*Dataset items*.
BEGIN

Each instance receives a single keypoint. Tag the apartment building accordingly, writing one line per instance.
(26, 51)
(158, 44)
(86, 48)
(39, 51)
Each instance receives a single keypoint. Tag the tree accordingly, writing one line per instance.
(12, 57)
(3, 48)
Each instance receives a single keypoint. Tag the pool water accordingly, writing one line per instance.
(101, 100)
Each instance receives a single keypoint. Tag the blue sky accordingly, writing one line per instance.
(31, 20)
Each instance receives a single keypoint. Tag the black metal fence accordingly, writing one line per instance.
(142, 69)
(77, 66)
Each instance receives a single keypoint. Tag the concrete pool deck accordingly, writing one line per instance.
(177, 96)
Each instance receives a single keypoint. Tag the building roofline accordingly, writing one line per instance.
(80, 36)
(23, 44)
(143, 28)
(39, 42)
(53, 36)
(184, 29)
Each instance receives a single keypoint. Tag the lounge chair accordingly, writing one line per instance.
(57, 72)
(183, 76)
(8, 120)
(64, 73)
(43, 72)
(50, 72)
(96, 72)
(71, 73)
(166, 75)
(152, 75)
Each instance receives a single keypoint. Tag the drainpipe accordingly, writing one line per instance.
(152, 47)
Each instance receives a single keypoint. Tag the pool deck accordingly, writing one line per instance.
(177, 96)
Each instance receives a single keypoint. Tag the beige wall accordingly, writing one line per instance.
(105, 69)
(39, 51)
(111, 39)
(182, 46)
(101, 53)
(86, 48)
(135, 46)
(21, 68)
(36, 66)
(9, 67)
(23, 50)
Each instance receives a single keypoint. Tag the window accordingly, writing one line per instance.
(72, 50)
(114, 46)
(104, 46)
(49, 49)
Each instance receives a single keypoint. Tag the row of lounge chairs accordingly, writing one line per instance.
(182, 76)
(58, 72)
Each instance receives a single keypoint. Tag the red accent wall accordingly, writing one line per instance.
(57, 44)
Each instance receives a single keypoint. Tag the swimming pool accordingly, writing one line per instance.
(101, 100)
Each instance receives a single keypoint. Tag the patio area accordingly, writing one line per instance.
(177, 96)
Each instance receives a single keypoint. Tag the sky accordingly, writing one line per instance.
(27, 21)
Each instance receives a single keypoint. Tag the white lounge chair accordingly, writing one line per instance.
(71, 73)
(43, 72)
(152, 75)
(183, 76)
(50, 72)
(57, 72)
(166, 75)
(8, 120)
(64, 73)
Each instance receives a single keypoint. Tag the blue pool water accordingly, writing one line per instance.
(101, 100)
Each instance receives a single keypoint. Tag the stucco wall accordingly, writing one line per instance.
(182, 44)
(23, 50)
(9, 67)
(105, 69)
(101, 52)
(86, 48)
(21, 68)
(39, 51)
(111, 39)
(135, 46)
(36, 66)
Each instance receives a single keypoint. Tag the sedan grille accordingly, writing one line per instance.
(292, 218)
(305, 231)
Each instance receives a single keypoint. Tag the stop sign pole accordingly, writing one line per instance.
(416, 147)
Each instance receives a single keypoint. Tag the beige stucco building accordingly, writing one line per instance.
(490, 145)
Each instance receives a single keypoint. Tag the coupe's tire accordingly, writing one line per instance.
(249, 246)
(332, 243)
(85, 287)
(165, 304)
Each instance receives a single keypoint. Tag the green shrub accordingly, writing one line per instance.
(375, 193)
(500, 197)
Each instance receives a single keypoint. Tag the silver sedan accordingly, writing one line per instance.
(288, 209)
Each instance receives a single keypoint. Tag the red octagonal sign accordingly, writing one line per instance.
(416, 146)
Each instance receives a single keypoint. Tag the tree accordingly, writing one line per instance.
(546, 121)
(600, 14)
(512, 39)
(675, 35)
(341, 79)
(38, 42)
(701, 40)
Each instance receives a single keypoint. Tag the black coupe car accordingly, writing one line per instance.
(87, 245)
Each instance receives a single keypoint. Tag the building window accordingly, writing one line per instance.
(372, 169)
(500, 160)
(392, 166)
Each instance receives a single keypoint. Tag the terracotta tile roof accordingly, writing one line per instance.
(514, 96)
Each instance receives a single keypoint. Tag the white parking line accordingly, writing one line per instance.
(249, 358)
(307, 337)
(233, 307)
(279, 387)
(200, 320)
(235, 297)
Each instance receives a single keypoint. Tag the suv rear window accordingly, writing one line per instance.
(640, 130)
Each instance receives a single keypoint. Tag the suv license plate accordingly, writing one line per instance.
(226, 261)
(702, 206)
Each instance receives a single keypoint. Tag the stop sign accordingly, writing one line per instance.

END

*WHAT TO DO*. The answer must be every record above, repeated exactly as written.

*EXERCISE RESPONSE*.
Each instance receives a single keypoint. Tag the apartment building accordingly, writing one line per instance.
(26, 51)
(158, 44)
(86, 48)
(39, 51)
Each instance receives a single keypoint. Tag the tree accordingly, writing one line per instance.
(12, 57)
(3, 48)
Each instance receives a single keypoint. Tag the pool water accordingly, writing one line per instance.
(101, 100)
Each instance receives a single keypoint. Tag the blue sky accordingly, writing one line per instance.
(31, 20)
Each instance receives a single keypoint. Tag the black metal fence accordingly, writing one line per instance.
(142, 69)
(77, 66)
Each instance receives a single keypoint. Tag the concrete pool deck accordingly, writing one line per instance.
(177, 96)
Each instance receives a single keypoint. Tag the building roofline accordingly, writing one line per instance.
(80, 36)
(23, 44)
(143, 28)
(39, 42)
(53, 36)
(184, 29)
Each instance receives a single keypoint. Tag the lounge chair accordingly, writing one line per instance.
(57, 72)
(183, 76)
(8, 120)
(64, 73)
(43, 72)
(50, 72)
(96, 72)
(71, 73)
(166, 75)
(152, 75)
Each instance receives a single keypoint. Tag the drainpipe accordingly, writing one line per instance.
(152, 47)
Each instance receives a single keypoint. Tag the pool deck accordingly, writing one line per instance.
(177, 96)
Each instance receives a single keypoint. Tag the beige wall accordingly, writing one line per instance.
(105, 69)
(39, 51)
(111, 39)
(182, 46)
(101, 53)
(86, 48)
(135, 46)
(21, 68)
(36, 66)
(9, 67)
(23, 50)
Each instance receives a single keypoint. Tag the window accordingly, writing one line per instance.
(72, 50)
(114, 46)
(104, 46)
(49, 49)
Each instance receives a single keypoint. Tag the row of lounge chairs accordingly, writing one line per instance.
(182, 76)
(58, 72)
Each instance receives a single keypoint. Tag the red accent wall accordingly, writing one line per instance.
(57, 44)
Each instance receives a single keypoint. Tag the swimming pool accordingly, writing one line per instance.
(101, 100)
Each instance receives a single keypoint. Tag the patio area accordingly, writing one line per instance.
(177, 96)
Each instance receives a single keypoint. Tag the sky accordingly, writing one line per instance.
(27, 21)
Each instance receives a single keypoint. Tag the white lounge chair accordingly, writing one line per instance.
(71, 73)
(43, 72)
(152, 75)
(183, 76)
(50, 72)
(57, 72)
(166, 75)
(8, 120)
(64, 73)
Each instance receives a single keypoint. Tag the blue pool water accordingly, writing one line per instance.
(101, 100)
Each instance receives a single keypoint. Tag the stucco wall accordingly, writing one line per instance.
(182, 44)
(23, 50)
(9, 67)
(105, 69)
(101, 52)
(86, 48)
(21, 68)
(39, 51)
(111, 39)
(135, 46)
(36, 66)
Each instance receives a single keypoint. Tag the sedan grille accordingly, writing one line per instance.
(292, 218)
(305, 231)
Each instance receives a single keypoint. Tag the stop sign pole accordingly, writing one line per instance.
(416, 147)
Each instance receives a single keypoint. Tag the beige stucco building accordingly, writing one line per instance.
(490, 145)
Each instance receives a single keypoint. Tag the coupe's tire accordingly, writing one line per instance.
(249, 246)
(332, 243)
(85, 287)
(165, 304)
Each instance receives a single keypoint. Tag the green shrub accordingly, writing one line per instance.
(375, 193)
(500, 197)
Each instance receives a single keypoint. Tag the silver sedan accordingly, writing one line per instance.
(288, 209)
Each instance receives a single keypoint. Tag the red octagonal sign accordingly, writing one line per instance.
(416, 146)
Each instance receives a single keypoint. Tag the tree accordingly, writing one line per instance.
(546, 121)
(600, 14)
(512, 39)
(675, 35)
(341, 79)
(38, 42)
(701, 40)
Each instance receives a single keypoint. Tag the black coupe car accordingly, writing one line per instance.
(87, 245)
Each instance receives a single keypoint. Tag the building window accordingly, writing one line per instance.
(372, 169)
(500, 160)
(392, 166)
Each instance receives a single keypoint. Tag the terracotta tile roof accordingly, writing one line per instance.
(514, 96)
Each instance receives a single keypoint. Tag the white parking line accordingly, writing one line per instance.
(249, 358)
(307, 337)
(233, 307)
(279, 387)
(200, 320)
(235, 297)
Each instance receives a single keypoint. Tag the suv rear window accordingly, writing one line per instance.
(640, 130)
Each instance receives a single keypoint. Tag the suv license plate accordingly, writing one line per instance.
(226, 261)
(702, 206)
Each instance receives a single keypoint. Tag the stop sign accordingly, writing one line per instance.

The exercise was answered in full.